** Begin Data for this task **

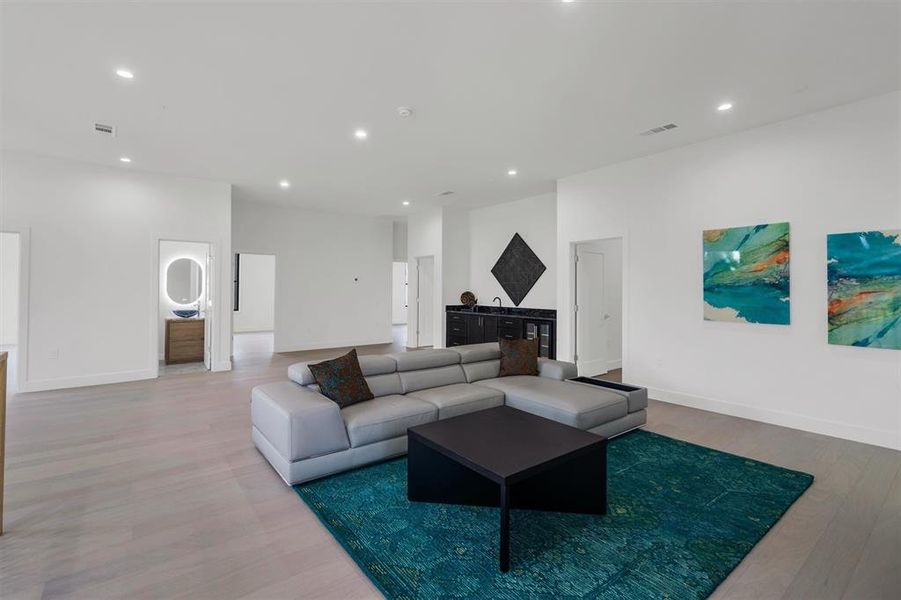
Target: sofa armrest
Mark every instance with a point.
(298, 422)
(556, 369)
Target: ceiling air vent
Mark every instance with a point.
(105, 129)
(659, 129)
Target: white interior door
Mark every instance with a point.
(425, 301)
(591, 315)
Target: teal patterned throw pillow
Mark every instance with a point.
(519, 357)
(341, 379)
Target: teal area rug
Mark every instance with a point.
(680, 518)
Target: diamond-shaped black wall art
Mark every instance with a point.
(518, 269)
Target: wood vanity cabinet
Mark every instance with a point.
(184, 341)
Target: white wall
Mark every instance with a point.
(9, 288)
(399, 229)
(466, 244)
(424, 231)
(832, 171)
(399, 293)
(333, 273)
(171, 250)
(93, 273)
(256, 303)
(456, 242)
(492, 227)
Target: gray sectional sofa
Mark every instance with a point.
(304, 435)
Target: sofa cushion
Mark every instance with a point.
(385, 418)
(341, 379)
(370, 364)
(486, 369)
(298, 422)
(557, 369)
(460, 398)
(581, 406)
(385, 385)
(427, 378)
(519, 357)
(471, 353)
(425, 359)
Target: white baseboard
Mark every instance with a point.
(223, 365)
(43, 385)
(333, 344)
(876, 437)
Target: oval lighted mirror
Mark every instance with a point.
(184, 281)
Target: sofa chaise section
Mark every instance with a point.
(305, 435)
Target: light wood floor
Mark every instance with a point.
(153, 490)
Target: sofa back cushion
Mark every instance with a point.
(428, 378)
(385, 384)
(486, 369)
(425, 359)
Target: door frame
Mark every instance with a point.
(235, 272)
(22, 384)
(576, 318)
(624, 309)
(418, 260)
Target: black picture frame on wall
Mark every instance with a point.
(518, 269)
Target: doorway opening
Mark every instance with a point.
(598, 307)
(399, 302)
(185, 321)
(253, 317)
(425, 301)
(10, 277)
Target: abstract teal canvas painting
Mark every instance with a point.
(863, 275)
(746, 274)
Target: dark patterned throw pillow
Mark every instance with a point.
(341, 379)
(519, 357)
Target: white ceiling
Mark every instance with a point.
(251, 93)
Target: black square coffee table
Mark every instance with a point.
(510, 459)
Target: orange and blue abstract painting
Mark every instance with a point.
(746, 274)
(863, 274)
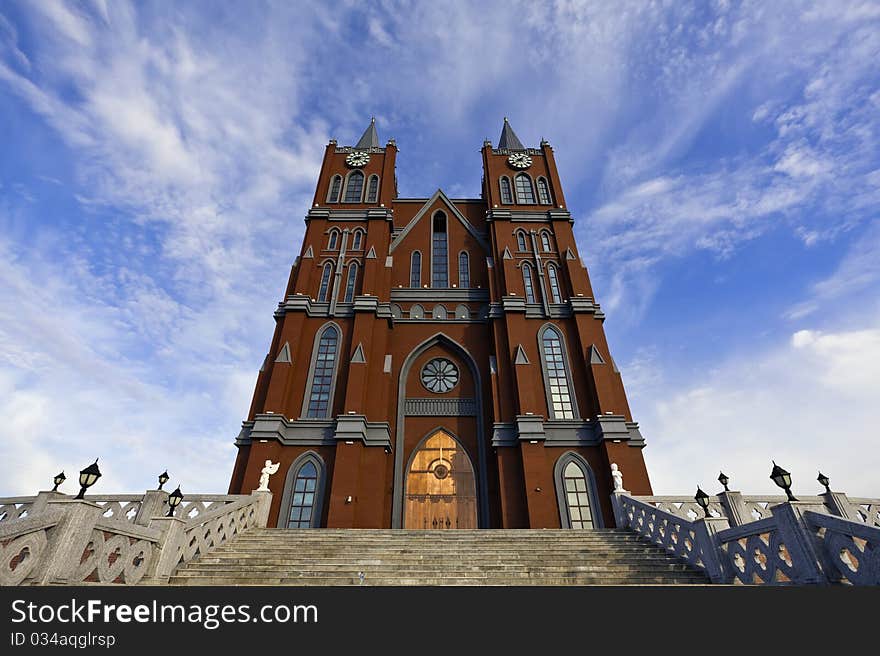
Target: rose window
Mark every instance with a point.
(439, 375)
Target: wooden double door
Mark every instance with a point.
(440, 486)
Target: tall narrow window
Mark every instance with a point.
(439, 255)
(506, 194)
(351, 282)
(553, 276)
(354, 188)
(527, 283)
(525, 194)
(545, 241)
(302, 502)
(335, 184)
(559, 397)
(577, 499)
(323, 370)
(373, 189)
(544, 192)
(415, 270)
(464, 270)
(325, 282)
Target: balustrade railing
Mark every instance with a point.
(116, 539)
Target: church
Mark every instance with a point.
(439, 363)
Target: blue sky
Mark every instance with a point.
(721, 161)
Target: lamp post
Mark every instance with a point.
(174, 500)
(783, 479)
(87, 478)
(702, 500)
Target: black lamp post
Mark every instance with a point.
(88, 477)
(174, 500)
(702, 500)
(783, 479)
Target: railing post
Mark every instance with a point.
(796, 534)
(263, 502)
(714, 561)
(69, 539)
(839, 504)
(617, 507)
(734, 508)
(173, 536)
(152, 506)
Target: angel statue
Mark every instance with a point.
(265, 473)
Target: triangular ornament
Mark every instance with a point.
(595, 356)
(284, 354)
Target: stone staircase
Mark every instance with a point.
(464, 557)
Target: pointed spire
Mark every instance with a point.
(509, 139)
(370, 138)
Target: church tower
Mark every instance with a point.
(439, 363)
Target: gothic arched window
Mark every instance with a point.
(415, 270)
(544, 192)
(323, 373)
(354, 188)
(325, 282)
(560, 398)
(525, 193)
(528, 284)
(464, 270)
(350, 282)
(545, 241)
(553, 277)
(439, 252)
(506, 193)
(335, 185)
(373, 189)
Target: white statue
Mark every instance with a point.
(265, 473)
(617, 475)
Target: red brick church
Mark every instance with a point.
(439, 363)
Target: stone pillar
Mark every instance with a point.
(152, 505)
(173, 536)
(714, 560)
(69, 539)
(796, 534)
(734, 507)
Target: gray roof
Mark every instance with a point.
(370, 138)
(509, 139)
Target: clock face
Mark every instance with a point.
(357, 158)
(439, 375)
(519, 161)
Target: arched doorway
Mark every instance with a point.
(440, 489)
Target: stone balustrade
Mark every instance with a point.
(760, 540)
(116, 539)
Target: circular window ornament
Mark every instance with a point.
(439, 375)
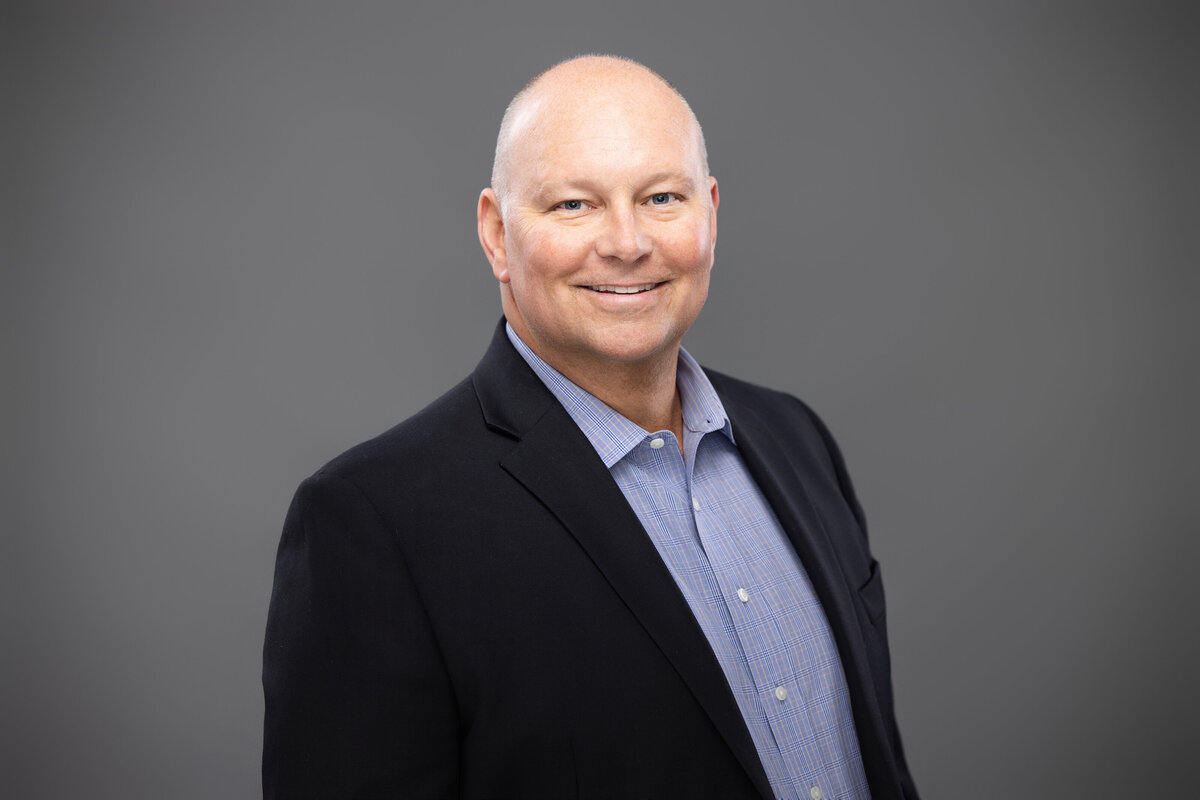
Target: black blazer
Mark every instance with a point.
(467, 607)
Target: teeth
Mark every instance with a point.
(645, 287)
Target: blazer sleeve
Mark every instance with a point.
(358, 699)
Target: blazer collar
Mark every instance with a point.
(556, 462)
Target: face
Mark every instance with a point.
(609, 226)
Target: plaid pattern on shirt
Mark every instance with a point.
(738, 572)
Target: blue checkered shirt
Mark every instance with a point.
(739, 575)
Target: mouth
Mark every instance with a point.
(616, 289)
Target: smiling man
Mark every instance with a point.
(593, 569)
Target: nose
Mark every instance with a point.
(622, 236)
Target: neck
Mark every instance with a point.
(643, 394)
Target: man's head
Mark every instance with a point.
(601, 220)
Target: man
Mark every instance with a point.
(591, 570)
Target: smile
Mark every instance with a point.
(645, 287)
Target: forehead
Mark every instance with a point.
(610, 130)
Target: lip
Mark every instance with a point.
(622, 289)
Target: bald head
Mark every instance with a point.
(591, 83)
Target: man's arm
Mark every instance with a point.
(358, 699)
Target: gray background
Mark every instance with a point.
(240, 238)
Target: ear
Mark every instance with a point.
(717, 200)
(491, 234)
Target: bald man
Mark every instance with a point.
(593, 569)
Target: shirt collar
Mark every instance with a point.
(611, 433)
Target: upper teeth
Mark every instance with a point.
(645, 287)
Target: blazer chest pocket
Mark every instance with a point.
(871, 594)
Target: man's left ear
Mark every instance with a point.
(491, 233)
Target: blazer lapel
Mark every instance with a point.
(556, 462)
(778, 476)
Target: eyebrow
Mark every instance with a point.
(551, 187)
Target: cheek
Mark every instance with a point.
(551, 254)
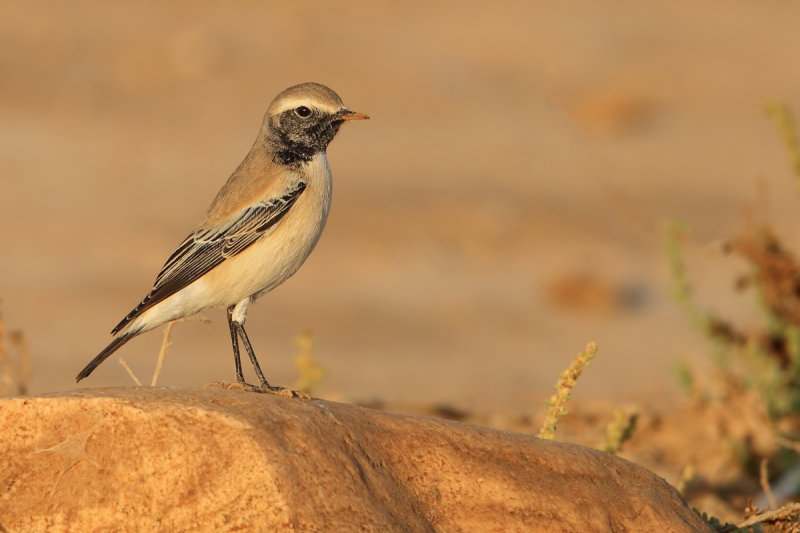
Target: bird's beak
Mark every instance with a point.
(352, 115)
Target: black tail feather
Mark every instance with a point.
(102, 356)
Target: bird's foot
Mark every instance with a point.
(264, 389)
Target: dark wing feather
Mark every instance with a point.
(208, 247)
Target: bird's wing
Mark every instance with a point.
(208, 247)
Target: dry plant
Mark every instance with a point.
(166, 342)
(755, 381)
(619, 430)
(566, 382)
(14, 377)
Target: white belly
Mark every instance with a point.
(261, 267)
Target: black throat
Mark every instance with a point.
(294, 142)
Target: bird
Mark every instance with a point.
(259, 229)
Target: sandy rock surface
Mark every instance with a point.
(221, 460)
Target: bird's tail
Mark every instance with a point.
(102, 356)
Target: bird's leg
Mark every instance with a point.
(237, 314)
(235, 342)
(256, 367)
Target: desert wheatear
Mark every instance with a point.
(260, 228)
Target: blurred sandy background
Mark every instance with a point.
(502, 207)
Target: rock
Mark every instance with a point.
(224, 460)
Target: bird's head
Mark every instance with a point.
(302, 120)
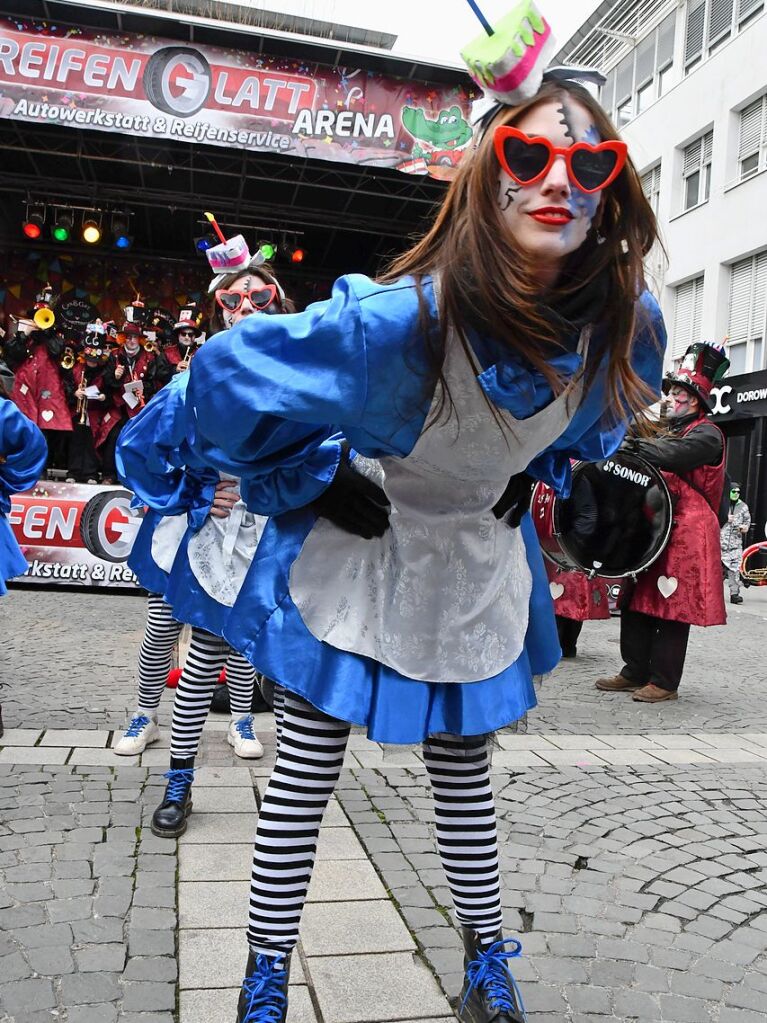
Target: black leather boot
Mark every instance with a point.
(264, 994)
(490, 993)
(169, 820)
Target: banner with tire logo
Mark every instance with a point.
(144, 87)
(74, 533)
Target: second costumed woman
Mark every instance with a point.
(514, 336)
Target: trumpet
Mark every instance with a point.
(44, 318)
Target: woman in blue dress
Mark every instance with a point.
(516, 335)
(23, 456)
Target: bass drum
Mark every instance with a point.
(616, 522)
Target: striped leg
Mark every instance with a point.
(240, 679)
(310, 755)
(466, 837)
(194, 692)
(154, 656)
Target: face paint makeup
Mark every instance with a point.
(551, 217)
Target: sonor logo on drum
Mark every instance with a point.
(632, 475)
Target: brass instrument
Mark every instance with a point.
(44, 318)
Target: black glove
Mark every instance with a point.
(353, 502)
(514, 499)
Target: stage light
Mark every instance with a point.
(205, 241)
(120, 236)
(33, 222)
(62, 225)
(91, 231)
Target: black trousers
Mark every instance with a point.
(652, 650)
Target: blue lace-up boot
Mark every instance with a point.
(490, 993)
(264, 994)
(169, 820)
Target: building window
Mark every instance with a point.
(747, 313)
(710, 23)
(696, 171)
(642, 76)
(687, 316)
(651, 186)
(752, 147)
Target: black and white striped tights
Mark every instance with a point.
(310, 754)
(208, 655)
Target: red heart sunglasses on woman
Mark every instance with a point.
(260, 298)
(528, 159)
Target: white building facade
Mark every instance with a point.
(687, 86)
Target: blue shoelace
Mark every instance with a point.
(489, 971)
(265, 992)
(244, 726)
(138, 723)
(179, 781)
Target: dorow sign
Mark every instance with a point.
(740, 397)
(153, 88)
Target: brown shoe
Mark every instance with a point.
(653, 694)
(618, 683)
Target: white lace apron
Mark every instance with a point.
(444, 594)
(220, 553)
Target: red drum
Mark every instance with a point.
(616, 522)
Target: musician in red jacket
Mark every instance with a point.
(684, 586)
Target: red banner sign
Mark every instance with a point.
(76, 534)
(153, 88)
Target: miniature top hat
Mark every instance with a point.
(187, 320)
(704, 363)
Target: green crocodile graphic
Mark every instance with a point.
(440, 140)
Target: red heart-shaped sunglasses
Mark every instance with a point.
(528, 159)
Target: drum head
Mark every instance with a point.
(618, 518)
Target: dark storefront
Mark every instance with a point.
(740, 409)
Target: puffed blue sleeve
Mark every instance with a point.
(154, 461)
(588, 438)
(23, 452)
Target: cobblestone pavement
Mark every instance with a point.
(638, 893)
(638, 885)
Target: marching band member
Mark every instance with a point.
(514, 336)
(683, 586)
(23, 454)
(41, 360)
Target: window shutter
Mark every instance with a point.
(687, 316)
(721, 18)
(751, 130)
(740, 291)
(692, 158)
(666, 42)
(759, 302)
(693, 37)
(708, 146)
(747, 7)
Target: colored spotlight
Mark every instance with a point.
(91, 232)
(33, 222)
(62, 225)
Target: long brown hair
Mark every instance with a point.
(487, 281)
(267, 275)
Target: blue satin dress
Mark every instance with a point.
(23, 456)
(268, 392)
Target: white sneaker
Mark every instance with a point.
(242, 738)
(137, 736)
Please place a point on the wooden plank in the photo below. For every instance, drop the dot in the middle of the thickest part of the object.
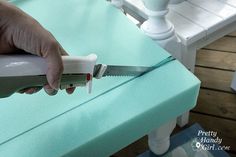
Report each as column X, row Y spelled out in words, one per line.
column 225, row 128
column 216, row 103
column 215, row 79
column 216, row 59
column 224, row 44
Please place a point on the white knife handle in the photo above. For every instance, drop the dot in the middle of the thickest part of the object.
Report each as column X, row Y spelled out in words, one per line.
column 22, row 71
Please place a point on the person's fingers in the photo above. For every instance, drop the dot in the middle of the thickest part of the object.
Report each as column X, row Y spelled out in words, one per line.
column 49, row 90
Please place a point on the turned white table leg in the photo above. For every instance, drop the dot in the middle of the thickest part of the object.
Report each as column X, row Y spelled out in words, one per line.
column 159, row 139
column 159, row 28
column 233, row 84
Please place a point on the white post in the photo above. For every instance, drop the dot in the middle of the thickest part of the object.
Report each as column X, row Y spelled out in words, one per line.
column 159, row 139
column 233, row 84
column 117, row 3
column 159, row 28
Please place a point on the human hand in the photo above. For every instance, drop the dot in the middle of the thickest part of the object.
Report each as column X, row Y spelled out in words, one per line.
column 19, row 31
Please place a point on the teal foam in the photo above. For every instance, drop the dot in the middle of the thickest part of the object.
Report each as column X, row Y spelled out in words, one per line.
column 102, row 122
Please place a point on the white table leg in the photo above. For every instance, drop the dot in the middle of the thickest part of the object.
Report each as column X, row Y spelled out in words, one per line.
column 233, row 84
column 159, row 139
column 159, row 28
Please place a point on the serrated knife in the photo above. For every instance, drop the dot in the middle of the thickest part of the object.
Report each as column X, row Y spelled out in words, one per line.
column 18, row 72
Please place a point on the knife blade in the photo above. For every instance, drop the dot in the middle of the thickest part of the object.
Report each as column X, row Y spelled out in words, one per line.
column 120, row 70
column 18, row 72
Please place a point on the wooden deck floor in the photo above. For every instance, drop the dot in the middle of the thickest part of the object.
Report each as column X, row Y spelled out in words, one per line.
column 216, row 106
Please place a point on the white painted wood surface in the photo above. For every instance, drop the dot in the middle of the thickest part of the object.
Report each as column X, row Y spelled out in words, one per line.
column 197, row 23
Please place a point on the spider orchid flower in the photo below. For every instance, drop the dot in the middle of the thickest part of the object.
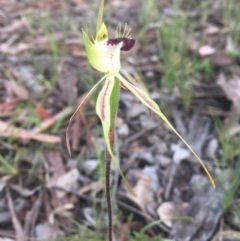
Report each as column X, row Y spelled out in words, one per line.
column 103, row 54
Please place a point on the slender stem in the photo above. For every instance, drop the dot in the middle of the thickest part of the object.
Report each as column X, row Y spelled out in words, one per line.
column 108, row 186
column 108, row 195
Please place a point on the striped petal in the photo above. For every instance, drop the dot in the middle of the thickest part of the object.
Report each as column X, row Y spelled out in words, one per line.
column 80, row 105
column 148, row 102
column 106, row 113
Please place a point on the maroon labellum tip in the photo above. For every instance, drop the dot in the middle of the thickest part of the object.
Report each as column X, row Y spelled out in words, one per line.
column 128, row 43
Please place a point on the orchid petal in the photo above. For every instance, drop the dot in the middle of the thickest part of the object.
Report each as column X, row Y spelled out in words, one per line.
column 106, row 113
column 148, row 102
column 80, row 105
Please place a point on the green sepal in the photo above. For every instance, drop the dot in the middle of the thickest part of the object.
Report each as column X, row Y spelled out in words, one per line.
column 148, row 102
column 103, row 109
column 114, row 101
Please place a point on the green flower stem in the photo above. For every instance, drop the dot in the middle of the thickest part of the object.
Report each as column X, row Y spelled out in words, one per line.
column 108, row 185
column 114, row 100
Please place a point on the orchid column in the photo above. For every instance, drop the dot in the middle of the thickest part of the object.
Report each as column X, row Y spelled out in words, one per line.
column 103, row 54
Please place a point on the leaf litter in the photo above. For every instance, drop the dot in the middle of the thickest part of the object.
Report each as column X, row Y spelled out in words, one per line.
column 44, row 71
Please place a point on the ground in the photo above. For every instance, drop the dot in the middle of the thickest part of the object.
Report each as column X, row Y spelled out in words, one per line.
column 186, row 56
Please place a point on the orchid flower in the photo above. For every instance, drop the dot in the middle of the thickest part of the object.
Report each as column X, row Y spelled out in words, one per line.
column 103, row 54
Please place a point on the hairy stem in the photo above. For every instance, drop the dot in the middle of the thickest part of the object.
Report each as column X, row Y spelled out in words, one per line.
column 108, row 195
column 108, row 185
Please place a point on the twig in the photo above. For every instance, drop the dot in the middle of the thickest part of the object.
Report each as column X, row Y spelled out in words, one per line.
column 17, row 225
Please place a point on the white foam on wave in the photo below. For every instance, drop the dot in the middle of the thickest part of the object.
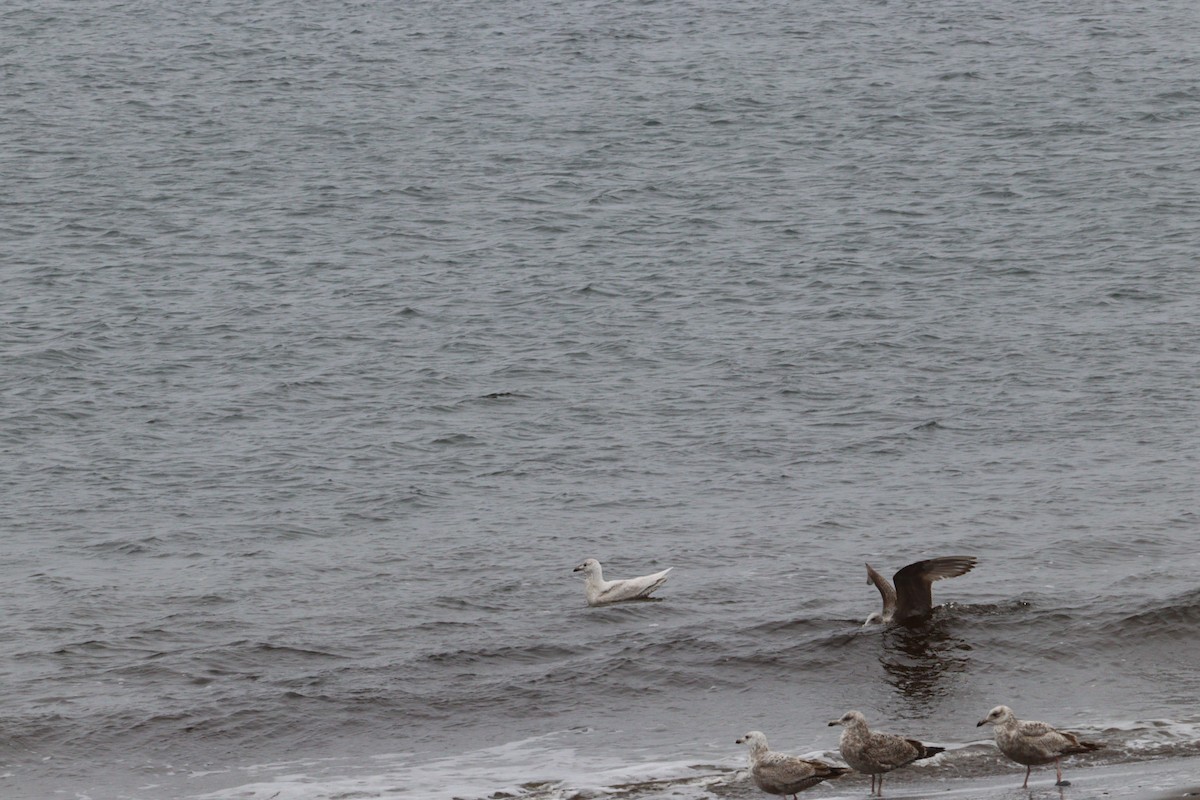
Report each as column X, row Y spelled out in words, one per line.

** End Data for this task **

Exercise instructions:
Print the rows verbatim, starting with the line that contains "Please place a point on the striped" and ending with the line that contains "column 114, row 101", including both of those lines.

Correct output:
Please place a point on the striped petal in the photo above. For every instance, drop the dot in the middle of the thickest part of the object.
Report each as column X, row Y spelled out in words, one per line.
column 80, row 105
column 148, row 102
column 106, row 113
Please place a point on the maroon labellum tip in the photo above. For every instance, drop the dot in the middle of the thickest part of the object.
Report each as column X, row Y spelled out in words, one per line.
column 128, row 43
Please place a point on the orchid petal in the photo above. For every instance, drop the dot in the middle of the thickest part of the object.
Report each as column X, row Y spelled out in words, one per line.
column 106, row 113
column 148, row 102
column 80, row 105
Please place a point on the green sepal in the photo above. For every instance, drop the dot in the middle of the thickest part of the object.
Report each as column X, row Y spelled out in words, one per line.
column 148, row 102
column 103, row 109
column 114, row 101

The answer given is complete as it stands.